§ What this task involves: Every line of the material below is to be printed again exactly.

----------------

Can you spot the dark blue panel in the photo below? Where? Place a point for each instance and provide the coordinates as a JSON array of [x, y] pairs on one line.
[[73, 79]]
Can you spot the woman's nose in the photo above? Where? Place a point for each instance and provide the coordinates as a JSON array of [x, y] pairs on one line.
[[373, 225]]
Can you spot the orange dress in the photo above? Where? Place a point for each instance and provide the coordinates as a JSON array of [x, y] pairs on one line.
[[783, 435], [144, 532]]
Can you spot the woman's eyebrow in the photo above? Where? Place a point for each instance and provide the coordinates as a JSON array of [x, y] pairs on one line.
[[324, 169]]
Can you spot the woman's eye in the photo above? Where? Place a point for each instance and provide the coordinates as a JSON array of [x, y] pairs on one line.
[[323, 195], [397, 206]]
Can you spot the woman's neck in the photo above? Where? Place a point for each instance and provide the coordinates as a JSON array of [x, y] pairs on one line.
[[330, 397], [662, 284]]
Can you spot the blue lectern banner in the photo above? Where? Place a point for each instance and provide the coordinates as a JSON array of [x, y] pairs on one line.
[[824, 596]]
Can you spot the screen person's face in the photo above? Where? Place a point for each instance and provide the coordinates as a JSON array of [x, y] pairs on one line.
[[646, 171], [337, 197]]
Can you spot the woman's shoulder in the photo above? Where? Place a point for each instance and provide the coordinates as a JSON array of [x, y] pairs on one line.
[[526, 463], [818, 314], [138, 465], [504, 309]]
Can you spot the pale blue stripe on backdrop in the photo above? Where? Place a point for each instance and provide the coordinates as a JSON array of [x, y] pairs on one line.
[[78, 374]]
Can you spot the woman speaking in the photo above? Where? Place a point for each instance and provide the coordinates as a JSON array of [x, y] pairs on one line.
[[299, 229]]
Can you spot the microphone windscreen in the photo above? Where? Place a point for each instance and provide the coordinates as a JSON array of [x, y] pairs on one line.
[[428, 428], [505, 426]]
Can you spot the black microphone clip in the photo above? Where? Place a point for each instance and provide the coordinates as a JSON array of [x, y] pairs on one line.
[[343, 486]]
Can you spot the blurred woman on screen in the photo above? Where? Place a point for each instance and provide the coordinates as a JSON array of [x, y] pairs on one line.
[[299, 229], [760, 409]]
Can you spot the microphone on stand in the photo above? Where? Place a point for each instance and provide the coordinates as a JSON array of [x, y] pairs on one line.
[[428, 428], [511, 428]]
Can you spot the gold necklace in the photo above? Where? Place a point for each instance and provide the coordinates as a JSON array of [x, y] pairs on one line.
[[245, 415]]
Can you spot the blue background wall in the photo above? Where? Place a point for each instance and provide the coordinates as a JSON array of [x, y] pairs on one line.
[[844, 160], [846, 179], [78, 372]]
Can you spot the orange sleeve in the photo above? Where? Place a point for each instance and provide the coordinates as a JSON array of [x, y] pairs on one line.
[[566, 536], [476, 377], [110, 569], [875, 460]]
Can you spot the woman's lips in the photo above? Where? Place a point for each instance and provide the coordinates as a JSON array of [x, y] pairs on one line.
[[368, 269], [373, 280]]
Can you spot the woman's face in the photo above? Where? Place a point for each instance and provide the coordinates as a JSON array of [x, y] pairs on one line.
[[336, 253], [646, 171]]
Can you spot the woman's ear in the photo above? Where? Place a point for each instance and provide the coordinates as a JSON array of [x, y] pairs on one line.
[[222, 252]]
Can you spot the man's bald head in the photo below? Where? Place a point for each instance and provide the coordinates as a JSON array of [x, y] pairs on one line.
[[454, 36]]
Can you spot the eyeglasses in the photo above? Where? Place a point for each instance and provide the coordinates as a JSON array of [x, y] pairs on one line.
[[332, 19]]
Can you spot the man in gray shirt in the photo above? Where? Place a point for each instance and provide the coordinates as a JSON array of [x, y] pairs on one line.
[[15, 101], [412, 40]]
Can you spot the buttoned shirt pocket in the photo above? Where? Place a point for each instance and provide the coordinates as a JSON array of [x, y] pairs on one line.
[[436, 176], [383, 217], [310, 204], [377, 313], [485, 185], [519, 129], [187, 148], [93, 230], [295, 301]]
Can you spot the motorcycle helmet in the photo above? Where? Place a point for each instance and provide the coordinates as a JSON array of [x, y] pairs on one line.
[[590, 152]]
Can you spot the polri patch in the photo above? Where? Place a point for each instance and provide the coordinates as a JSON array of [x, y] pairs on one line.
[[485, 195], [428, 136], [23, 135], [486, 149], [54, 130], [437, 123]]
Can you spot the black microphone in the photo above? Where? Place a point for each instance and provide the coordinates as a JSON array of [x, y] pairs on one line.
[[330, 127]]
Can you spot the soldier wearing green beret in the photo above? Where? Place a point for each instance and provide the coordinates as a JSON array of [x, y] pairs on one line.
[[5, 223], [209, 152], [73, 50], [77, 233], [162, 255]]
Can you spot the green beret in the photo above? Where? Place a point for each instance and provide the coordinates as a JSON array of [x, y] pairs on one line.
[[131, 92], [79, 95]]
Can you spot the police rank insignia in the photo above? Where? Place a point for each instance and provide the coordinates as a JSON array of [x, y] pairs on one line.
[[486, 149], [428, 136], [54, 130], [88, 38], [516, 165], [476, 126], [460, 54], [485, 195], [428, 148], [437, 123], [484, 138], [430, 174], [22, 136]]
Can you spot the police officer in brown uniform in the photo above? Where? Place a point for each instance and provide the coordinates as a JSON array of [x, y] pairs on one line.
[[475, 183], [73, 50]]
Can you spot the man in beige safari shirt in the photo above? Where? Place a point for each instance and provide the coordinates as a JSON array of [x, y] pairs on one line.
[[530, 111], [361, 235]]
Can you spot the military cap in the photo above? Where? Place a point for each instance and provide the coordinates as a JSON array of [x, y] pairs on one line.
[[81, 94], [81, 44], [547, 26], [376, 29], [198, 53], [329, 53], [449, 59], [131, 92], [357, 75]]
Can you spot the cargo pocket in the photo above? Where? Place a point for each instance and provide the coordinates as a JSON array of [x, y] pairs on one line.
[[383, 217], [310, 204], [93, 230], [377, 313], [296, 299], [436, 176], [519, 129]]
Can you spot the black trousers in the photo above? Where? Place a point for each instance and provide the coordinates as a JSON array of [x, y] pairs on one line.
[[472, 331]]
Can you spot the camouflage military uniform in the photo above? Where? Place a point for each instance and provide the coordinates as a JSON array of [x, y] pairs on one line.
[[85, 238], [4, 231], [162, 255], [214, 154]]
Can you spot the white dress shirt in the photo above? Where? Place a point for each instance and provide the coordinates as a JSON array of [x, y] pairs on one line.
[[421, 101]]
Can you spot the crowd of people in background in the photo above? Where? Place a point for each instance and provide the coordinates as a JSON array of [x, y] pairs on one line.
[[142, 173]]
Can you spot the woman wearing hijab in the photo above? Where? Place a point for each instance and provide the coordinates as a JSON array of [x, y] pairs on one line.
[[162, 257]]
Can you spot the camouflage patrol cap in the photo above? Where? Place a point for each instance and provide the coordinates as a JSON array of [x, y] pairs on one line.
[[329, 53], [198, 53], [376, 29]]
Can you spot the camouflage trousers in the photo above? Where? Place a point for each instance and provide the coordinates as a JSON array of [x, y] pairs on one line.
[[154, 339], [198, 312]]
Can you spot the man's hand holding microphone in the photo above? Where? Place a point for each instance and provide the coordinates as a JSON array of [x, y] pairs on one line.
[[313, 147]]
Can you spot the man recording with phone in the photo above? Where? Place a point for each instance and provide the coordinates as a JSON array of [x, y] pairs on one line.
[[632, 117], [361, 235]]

----------------

§ Response to the task:
Can you spot the dark blue panel in the photo below? Where? Place a point for each instance and provide the coordinates as a JSON array of [x, y] pairs on one line.
[[73, 79]]
Can you spot the woman's nose in the photo above? Where? Place a point for each instance and provide the coordinates as a JSON array of [x, y] pairs on one line.
[[373, 225]]
Can you spot the orange dress in the photo above? Where? Place a point for each instance and provide the coordinates as a JSON array of [x, y] pairs on one line.
[[783, 435], [144, 532]]
Can you spot the woman's eyebrow in the photo above? Where? Place a point for each instance and provide the coordinates as a JSON array of [x, y] pairs on one line.
[[324, 169]]
Can you spot the woman's eye in the photo above? Where? Place a point for each instance and provide the coordinates as a JSON array of [x, y] pairs on one line.
[[323, 195], [397, 206]]
Can you spot the woman's neck in the photo above? Where? Place a point for each instance and provide the coordinates as a JSON array of [x, y] pairs on one line.
[[330, 397], [662, 284]]
Can you spot the blue lectern banner in the photo above? Where? Place a point for each instance and provide the coordinates as a JSON array of [x, y] pairs on one line.
[[824, 596]]
Can you spot the screen person's face in the photo above? Where? Place a point for each instance and provide the coordinates as a JSON array of [x, y] pairs on one line.
[[646, 171], [337, 197]]
Can you spot the woman's shoulder in the photo above? Where? Place a point for each instance and provide the coordinates as a JSON array of [x, y] pairs on one line.
[[526, 463], [818, 314], [138, 465], [504, 309]]
Can you spot the pale blue stripe on backdrop in the photo above? Where? Place a point for each instance and provide the coordinates as a JSON array of [x, y] pairs on one line.
[[78, 374]]
Can you spot the woman speaking in the photo above? Where? Place a point for each instance and provide the coordinates as a JSON array of [x, y] pairs on one line.
[[299, 229]]
Can you spot the microphone windscreen in the photo above? Where? Place a point for each instance and provide the coordinates as a JSON array of [x, y] pairs on one line.
[[428, 428], [505, 426]]
Can you spot the black microphone clip in the photo above? Where? Place a point for each instance and provide the coordinates as a JSON array of [x, y] pairs on one line.
[[343, 486]]
Can you spot the blurred woman on screen in the photo above? Where? Place a point for each instance and provide the coordinates as a JSON array of [x, y] pairs on one line.
[[299, 229], [760, 409]]
Can you spot the microphone on stand in the photo above? Where? Place a point for each instance and provide the coordinates as a JSON array of [x, y] pairs on one line.
[[428, 428], [511, 428]]
Can you spot the gold necklace in the photo above? Where? Place a point for each instance and provide the coordinates as a JSON array of [x, y] pairs on one line.
[[245, 415]]
Can you spot the blue background wall in the photo above? Where? Place a point for each instance and provide the coordinates as a JSON array of [x, y] pairs on one line.
[[844, 160], [846, 179], [78, 372]]
Can you spot the orange sleeve in the photo above? Where? Place a point for each instance and provide the coordinates as a JSON array of [x, y] pairs on one line.
[[566, 536], [476, 377], [110, 569], [875, 460]]
Can you spot the woman's lips in the photo above? Where? Place a point for each instance and provide the coordinates as a JSON array of [x, y] pairs on one line.
[[368, 269], [373, 280]]
Can you spot the woman's face in the photo above? Where? Place a point for each instance and provide the coordinates as a JSON array of [x, y] pairs on one line.
[[336, 253], [646, 171]]
Can you spot the woman's ear in the photo above? Where? Place a point for each instance and provide the coordinates as a JSON array of [x, y] pairs on one line.
[[222, 252]]
Can you spot the man's bald head in the photo below? Where? Place a point for each instance and provide the coordinates as a JSON array of [x, y] pairs on one line.
[[454, 36]]
Can you spot the eyeglasses in the photo above? Where? Place a point for each instance and provide the coordinates as a JSON array of [x, y] pairs on one line.
[[332, 19]]
Can you spot the man in gray shirt in the photo above? Where? Place a point for each instance and provide the coordinates as a JSON array of [x, y] pairs on one line.
[[15, 101], [412, 40]]
Can you spot the buttoned shirt pocket in the photo above? Where? Place a point for each instance and provide the coordinates as a JSON array of [x, y] pairs on one line.
[[436, 176], [383, 217], [310, 204], [377, 313], [485, 185], [519, 129], [187, 148], [93, 230], [295, 301]]
Can you spot the motorcycle helmet in the photo above? Where? Place a point for each instance and provide the coordinates as a JSON array of [x, y] pairs on one line.
[[590, 152]]
Can you spot the polri patch in the photo above? Where? Place a point for each instance and provide the coordinates as a JSON array of [x, y] pairs on one line.
[[485, 195], [428, 136], [23, 135], [486, 149], [54, 130], [437, 123]]
Can you spot the black microphone in the photo above? Where? Place a point for each instance and provide the coordinates as a JSON array of [x, y] pairs on one line.
[[330, 127]]
Can you spot the soldier wearing green beret in the photo above? Where? Place a point for each instance and provide the coordinates as a JSON array of [x, y] pairs on one line.
[[5, 223], [209, 152], [73, 50], [77, 233], [162, 255]]
Can you spot the green beret in the photo above? Where? Place a point for each instance and provide the coordinates as a JSON array of [x, y] pairs on one line.
[[131, 92], [79, 95]]
Can you spot the police rank insignia in the photo above? Where? Place a point for each instance and provide the coordinates as a JSON array of [x, y] pairs on one line.
[[486, 149], [428, 136], [54, 130], [88, 38], [516, 165], [476, 126], [460, 54], [485, 195], [428, 148], [437, 123], [484, 138], [430, 174], [22, 136]]
Can you spot the police officer in brown uniform in the photo above? Where? Place a point for each instance and provide the coordinates as a JSON array of [x, y] pairs on one line.
[[475, 183], [73, 50]]
Can you spot the man in beige safari shirt in the photo above? Where? Place a point for each instance and provide the coordinates as a JSON array of [x, y] pairs on one line.
[[530, 111], [361, 235]]
Can you spot the military cap in the photo above? Where? Place a point for each instance and provide the coordinates as a JSON array of [x, y] pairs on one line.
[[81, 94], [81, 44], [547, 26], [376, 29], [198, 53], [329, 53], [449, 59], [131, 92], [357, 75]]
Can you spot the cargo pocket in the photo above? Where? Place a point for each instance and provide the coordinates as a JSON array of [x, y] pairs on one line.
[[383, 217], [310, 204], [93, 230], [377, 313], [296, 299], [436, 176], [519, 129]]
Can you spot the black trousers in the photo above? Where? Place a point for each instance and provide the coordinates as a JSON array of [x, y] pairs on one line.
[[472, 331]]
Can you spot the camouflage military uniform in the photo above? Where? Place a point for each instance and provide the coordinates as a JSON array of [x, y] pairs on one line.
[[85, 238], [4, 231], [162, 255], [214, 154]]
Can you spot the white dress shirt in the photo above? Where? Place a point for each instance and provide the coordinates as a JSON array of [x, y] pairs on one line.
[[421, 101]]
Can you spot the crowd of people in background in the photo above? Where? Place a point for each instance and provide the coordinates as a JSON array of [x, y] pairs on one line.
[[142, 173]]
Can you spot the woman wearing hijab in the photo above? Where? Place a point for each instance and provide the coordinates as a JSON array of [x, y] pairs on one line.
[[162, 257]]
Can you spot the camouflage patrol cap in the photo above? Where? Place a point for each instance and provide the coordinates as a JSON array of [x, y] pairs on one line.
[[329, 53], [198, 53], [376, 29]]
Can you spot the camouflage trousers in the photo above? Where? Place a point for each instance and provide the coordinates as a JSON array of [x, y] pairs on one line.
[[154, 339], [198, 312]]
Can you spot the man's hand holding microphone in the photo above? Where? Place a point for each instance and provide the coordinates as a JSON array of [x, y] pairs on one line.
[[313, 147]]
Can you spot the man recording with phone in the photo above? Where? Place a point for each instance and provide the coordinates as a JSON array of [x, y] pairs on one line.
[[632, 117], [361, 235]]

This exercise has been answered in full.